WHAT YOU NEED TO DO: Gather every line of the items below that contains the string "reflection", matching case exactly.

[Excerpts of bounding box data]
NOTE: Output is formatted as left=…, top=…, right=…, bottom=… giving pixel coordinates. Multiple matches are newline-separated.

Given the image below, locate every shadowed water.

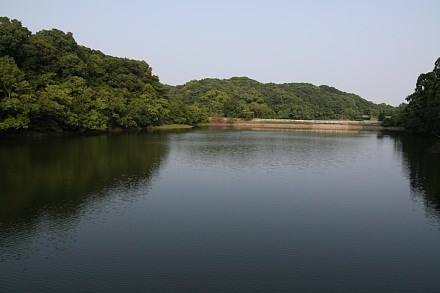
left=0, top=130, right=440, bottom=292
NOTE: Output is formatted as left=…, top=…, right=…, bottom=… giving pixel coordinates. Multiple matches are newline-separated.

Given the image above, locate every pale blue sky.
left=0, top=0, right=440, bottom=105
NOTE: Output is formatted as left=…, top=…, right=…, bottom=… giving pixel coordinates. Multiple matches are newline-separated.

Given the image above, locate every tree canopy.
left=0, top=17, right=208, bottom=132
left=401, top=58, right=440, bottom=136
left=0, top=17, right=400, bottom=133
left=168, top=77, right=395, bottom=119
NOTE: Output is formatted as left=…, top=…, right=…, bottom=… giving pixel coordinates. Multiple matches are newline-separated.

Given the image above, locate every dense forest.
left=6, top=17, right=440, bottom=134
left=390, top=58, right=440, bottom=137
left=168, top=77, right=395, bottom=120
left=0, top=17, right=208, bottom=132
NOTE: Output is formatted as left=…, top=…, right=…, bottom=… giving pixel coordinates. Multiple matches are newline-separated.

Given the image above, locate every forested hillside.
left=399, top=58, right=440, bottom=137
left=0, top=17, right=395, bottom=133
left=0, top=17, right=207, bottom=132
left=169, top=77, right=395, bottom=119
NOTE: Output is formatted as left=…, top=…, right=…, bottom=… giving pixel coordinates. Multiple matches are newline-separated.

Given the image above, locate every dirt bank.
left=208, top=118, right=404, bottom=131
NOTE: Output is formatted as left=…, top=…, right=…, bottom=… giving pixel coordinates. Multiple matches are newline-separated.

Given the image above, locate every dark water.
left=0, top=130, right=440, bottom=292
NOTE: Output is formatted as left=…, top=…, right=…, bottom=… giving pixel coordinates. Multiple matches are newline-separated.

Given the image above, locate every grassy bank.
left=207, top=118, right=404, bottom=131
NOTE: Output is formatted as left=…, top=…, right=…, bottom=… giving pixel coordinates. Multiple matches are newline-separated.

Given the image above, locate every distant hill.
left=0, top=17, right=394, bottom=134
left=167, top=77, right=395, bottom=119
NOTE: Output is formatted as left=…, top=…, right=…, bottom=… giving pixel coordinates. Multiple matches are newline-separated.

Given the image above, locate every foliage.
left=169, top=77, right=395, bottom=119
left=402, top=58, right=440, bottom=136
left=0, top=17, right=203, bottom=132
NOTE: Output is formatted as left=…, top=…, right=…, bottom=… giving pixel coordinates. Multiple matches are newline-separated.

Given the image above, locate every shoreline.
left=207, top=118, right=405, bottom=132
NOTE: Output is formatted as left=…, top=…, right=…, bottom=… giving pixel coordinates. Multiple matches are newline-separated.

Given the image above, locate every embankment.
left=208, top=118, right=404, bottom=131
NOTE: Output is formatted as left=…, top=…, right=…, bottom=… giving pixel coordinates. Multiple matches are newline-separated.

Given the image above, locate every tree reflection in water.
left=392, top=134, right=440, bottom=220
left=0, top=133, right=168, bottom=228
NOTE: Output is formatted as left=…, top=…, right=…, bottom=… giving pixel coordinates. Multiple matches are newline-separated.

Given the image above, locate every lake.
left=0, top=129, right=440, bottom=292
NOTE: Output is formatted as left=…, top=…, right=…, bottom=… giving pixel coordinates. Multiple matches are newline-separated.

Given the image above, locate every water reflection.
left=393, top=135, right=440, bottom=219
left=0, top=134, right=168, bottom=226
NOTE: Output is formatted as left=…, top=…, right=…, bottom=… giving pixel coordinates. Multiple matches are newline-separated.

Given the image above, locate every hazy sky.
left=0, top=0, right=440, bottom=105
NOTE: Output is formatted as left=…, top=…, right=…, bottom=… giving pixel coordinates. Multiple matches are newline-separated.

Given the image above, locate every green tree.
left=0, top=57, right=38, bottom=130
left=403, top=58, right=440, bottom=136
left=0, top=17, right=31, bottom=61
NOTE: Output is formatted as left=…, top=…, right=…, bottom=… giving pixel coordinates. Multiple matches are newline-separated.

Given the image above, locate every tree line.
left=384, top=58, right=440, bottom=137
left=0, top=17, right=208, bottom=132
left=168, top=77, right=395, bottom=120
left=0, top=17, right=440, bottom=134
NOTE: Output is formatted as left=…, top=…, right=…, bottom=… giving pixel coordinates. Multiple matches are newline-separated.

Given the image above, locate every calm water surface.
left=0, top=130, right=440, bottom=292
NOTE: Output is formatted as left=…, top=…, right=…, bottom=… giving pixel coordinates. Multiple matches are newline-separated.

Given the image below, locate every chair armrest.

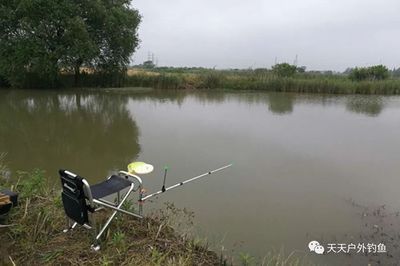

RESULT BELOW:
Given the image above, locate every tree reflection in water.
Given the image above, locate every water reflection.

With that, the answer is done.